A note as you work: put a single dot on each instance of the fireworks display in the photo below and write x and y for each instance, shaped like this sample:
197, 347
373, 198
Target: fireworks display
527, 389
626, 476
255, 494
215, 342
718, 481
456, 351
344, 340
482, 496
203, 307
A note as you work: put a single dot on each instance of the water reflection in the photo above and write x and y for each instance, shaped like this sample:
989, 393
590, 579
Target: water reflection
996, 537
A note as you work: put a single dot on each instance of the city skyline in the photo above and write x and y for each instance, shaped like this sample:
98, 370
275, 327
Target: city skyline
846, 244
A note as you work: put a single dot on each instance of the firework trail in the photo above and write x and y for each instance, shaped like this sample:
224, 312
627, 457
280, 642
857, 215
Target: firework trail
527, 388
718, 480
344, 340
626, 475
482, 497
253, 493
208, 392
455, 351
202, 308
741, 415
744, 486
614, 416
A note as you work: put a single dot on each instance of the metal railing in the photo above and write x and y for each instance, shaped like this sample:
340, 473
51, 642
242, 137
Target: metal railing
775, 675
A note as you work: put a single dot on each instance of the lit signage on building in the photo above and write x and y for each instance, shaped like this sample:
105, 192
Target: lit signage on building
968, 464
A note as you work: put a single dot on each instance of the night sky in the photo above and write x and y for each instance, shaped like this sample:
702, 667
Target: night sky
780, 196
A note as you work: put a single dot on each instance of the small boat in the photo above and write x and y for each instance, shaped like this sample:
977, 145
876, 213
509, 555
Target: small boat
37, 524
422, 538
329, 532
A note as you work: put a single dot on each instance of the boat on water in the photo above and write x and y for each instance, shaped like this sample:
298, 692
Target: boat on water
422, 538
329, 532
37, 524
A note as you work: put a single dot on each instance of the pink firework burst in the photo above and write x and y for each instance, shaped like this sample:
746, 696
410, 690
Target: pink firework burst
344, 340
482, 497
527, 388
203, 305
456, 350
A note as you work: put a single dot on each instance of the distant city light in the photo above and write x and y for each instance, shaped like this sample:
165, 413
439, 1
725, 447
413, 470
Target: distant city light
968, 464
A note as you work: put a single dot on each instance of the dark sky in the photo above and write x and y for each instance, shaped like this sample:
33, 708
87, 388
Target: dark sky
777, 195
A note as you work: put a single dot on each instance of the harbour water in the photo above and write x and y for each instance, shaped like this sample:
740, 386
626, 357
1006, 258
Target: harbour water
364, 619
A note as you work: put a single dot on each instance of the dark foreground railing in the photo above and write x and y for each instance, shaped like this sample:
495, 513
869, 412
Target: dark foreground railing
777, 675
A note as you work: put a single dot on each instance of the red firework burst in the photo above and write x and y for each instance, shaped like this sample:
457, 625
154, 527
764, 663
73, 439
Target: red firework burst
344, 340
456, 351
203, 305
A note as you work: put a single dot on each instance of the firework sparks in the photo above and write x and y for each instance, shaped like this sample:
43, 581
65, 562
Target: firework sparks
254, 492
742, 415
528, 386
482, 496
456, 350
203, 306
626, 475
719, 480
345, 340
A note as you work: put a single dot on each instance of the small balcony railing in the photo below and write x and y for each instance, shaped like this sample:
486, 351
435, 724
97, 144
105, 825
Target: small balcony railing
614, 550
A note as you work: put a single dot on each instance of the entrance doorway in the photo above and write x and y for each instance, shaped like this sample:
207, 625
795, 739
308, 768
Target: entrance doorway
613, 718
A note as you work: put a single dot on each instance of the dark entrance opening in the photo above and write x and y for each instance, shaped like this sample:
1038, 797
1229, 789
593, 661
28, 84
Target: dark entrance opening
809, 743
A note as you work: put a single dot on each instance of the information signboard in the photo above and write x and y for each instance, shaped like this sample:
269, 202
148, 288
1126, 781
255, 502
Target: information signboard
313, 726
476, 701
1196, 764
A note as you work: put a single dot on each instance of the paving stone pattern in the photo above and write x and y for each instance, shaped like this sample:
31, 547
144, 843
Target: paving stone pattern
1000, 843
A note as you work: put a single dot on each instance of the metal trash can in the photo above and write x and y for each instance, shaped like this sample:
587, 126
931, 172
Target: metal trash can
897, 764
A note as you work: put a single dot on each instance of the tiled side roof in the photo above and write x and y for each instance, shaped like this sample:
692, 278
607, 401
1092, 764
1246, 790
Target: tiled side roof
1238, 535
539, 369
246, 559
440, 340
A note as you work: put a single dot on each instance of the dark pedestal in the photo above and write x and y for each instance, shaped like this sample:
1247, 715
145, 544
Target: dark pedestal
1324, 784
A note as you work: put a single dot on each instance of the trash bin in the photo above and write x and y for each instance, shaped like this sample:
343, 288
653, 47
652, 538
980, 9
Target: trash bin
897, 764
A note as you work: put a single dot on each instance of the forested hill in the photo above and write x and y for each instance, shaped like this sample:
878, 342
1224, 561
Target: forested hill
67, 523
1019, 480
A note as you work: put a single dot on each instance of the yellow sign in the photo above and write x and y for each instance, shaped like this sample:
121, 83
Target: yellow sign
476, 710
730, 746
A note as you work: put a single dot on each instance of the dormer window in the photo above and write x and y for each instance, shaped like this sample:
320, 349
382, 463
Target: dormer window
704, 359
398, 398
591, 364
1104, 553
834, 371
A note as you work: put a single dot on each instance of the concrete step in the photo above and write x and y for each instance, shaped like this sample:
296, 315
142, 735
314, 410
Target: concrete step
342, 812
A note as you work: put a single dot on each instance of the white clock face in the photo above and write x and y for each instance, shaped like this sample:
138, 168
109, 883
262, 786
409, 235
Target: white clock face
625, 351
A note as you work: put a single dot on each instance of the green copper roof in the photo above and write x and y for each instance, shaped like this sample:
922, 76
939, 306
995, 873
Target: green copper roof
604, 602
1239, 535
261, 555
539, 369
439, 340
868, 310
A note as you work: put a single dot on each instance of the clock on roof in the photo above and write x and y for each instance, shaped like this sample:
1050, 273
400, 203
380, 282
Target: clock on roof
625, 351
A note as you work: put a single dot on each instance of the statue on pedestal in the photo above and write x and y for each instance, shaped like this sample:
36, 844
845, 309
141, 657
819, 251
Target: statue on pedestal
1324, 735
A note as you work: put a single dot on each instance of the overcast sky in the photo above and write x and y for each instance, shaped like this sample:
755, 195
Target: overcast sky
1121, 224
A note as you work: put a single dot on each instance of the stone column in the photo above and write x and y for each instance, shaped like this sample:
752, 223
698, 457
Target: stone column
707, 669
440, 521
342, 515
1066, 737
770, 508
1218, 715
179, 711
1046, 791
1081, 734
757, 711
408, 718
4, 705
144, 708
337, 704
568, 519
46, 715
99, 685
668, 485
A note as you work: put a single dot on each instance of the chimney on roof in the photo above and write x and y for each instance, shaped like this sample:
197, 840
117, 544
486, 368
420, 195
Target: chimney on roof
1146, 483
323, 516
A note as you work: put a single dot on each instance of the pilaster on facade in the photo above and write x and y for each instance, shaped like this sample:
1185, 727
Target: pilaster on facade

▸ **ASSIGNMENT**: Word for word, return the entire listing above.

▸ **ANSWER SPACE**:
A note as you work: put a single dot on each instance of the fireworks display in the photo below and write x and y for each instance, shaped like this sample:
197, 347
373, 198
Target: fireworks display
527, 389
626, 476
255, 494
215, 342
718, 481
456, 351
344, 340
482, 496
203, 307
A note as you work: put a single dot on each instance of the water reflection in the photo above and write x and y for each instance, shaped like this sample:
989, 393
590, 579
Target: water reflection
996, 537
A note as you work: put a single dot on each instance of the city skyline in the photo above and write x and y for each instance, shaped like this sample:
98, 370
275, 327
Target: city skyline
846, 244
A note as you work: put a single dot on each instance of the firework trail in the photo above and write x and y for each instance, shaped like this sample:
224, 312
627, 457
280, 642
857, 215
Target: firework trail
527, 388
718, 480
344, 340
626, 475
482, 497
253, 493
208, 392
455, 351
202, 308
741, 415
744, 486
614, 416
A note as you work: put a single dot on each instance of the metal railing in the photo above and write x and y for each instance, shaped like this sample:
340, 473
51, 642
242, 137
Target: metal railing
775, 675
A note as you work: put a single dot on each instance of the lit signage on building in the photo above and write x and y for each instance, shaped like this sample:
105, 192
Target: lit signage on building
968, 464
A note as you work: put a single dot on each instance of the night sky in the photo above and write x and y for each instance, shaped like this sample:
702, 667
Target: night sky
780, 196
A note as you work: put a single dot on each instance of the small boat in the photo above and write x and y for each instance, shaped like this sample:
977, 145
876, 213
509, 555
Target: small boat
37, 524
422, 538
329, 532
A note as you work: put a single dot on each instance of the boat on water in the photo above and write x and y for each instance, shaped like this sample:
298, 692
Target: boat on water
422, 538
329, 532
37, 524
A note as you work: put a single dot on each instance of the pink firework burst in the photo above and write x and y for each instance, shaped like this sample:
746, 696
410, 690
Target: pink firework burst
344, 340
482, 497
527, 388
203, 305
456, 350
A note as you work: put a single dot on each instance of the distant city light in the photo above and write x and y for each instance, shaped like this sample:
165, 413
439, 1
725, 447
413, 470
Target: distant city light
968, 464
A note as you work: put a single dot on each instance of the dark sky in the photo above and write x and y for each instance, shaped like this sample:
33, 708
87, 388
Target: dark sky
777, 195
A note as you work: put a single dot on each instance of the harbour water in the photo above and write x and y for each instance, shaped like this sample:
740, 386
626, 357
1006, 258
Target: harbour water
364, 619
A note as you work: put a single dot on each instance of the dark foreground railing in the photo above and write x and y for each instance, shaped like this sample:
495, 513
869, 412
Target: dark foreground railing
777, 675
A note as you work: put a single dot on each instance of the red firework burst in the photo above and write x and y for each instance, shaped like this sample:
457, 625
154, 527
764, 663
73, 439
Target: red firework burst
344, 340
456, 351
203, 305
A note as you work: put a single dot on each instance of the firework sparks in the photo above and write x and y for each instance, shaped like this sample:
43, 581
65, 562
Target: firework sparks
254, 492
742, 415
528, 386
482, 496
456, 350
203, 306
626, 475
719, 480
345, 340
A note as you work: put a single dot on each instance of the small balcony railing in the photo below and write x and y for each instance, shaped like this sample:
486, 351
435, 724
97, 144
105, 825
Target: small balcony railing
614, 550
A note as you work: put a single dot on each instance of the entrance doorway in the photo above and write x and y for each instance, shaped like this sample:
207, 625
795, 739
308, 768
Target: entrance doorway
613, 718
A note as you work: put a single dot on each instance of the dark entrance opening in the photo above and write x and y for each instance, shaped like this sample:
1038, 797
1229, 789
593, 661
28, 84
Target: dark entrance opening
809, 743
A note as you work: put a single dot on each instance of the information signboard in the photo above and write x and y for each instance, shaped like this sample:
269, 202
148, 288
1126, 781
255, 502
Target: information signboard
313, 726
476, 701
1196, 764
A note as you work: put a single dot on each instance of the paving stone pattern in the photo above and write x and y for each instance, shaped like this sample:
31, 547
144, 843
Target: paving stone pattern
1000, 843
A note as you work: put a single dot on each instance of the metal trash can in the photo above and write x and y for each instance, shaped like this sample:
587, 126
931, 172
Target: metal trash can
897, 764
A note as you work: put a single dot on each instance of the tiled side roof in the photo above and write x and y for each instance, shaped like this sample:
692, 278
607, 401
1092, 764
1246, 790
Target: tiled side roof
1238, 535
539, 369
246, 559
440, 340
A note as you work: put a single dot on each instance of the dark pedestal in the photo above and write x and y for each instance, shaped like this sample:
1247, 715
145, 544
Target: dark pedestal
1324, 784
A note as you work: put a single dot on each instance of the trash bin in the photo above and write x and y for each instance, shaped like this sample:
343, 288
653, 47
652, 538
980, 9
Target: trash bin
897, 764
A note as you work: put a single dot on each instance of the forested hill in the photo above and write x and y for each instance, shaped like this sample:
878, 342
1224, 561
Target: forested hill
67, 523
1019, 480
A note as you work: put a single dot on each instance of the yellow sign in the photo above and write x and y for each instance, shaped like this sample:
121, 83
Target: yellow sign
476, 710
730, 746
A note as you work: put a single dot on each instance of the dormer window in the photo above and write x and y for each instance, shaped like this sample:
320, 349
382, 463
Target: dormer window
704, 359
398, 398
591, 364
1104, 553
834, 371
A note as you work: put a single dot on each instance of the concrete step in the photo above and write x and y for each instance, shaped like this sample:
296, 315
142, 735
314, 410
Target: concrete step
342, 812
A note as you work: put a single dot on each instance of the white clock face in the photo above and write x and y for each instance, shaped like this sample:
138, 168
109, 883
262, 786
409, 235
Target: white clock face
625, 351
A note as you work: put a single dot on each instance of the green copper roof in the photo above and write x and y for each instance, shaped like this sample:
922, 76
939, 306
995, 873
Target: green copper roof
604, 602
1239, 535
261, 555
539, 369
439, 340
868, 310
A note as you work: put a single dot on each instance of the clock on roof in the photo above and write x and y for each instance, shaped like this sample:
1050, 273
400, 203
380, 282
Target: clock on roof
625, 351
A note as you work: put a single dot on each instance of the statue on pedestal in the photo above and write x and y for each instance, shaped like this sample:
36, 844
845, 309
141, 657
819, 251
Target: statue on pedestal
1324, 735
A note as you work: put a single dot on each instance of the overcast sky in the photo above and write x and y for each instance, shaped like this sample:
755, 195
Target: overcast sky
1121, 224
A note as you work: put a single dot on each instance of the stone column in the photo above and write x and y for each instance, shaped like this sample:
752, 223
698, 457
Target: stone column
707, 669
440, 521
342, 515
1066, 737
770, 508
1218, 715
179, 711
1046, 791
1081, 734
757, 711
408, 718
4, 705
144, 708
337, 704
568, 519
46, 715
99, 685
668, 485
A note as you work: put a single dot on each instance of the chimney on roof in the photo above and write x and y for each instance, shaped like this sample:
197, 840
117, 544
486, 368
420, 195
Target: chimney on roof
1146, 483
323, 516
A note as you work: put a single dot on each instance of the pilaster on facade in the photo above and write x and y for each instance, shaped like this sample:
1185, 727
Target: pilaster on facade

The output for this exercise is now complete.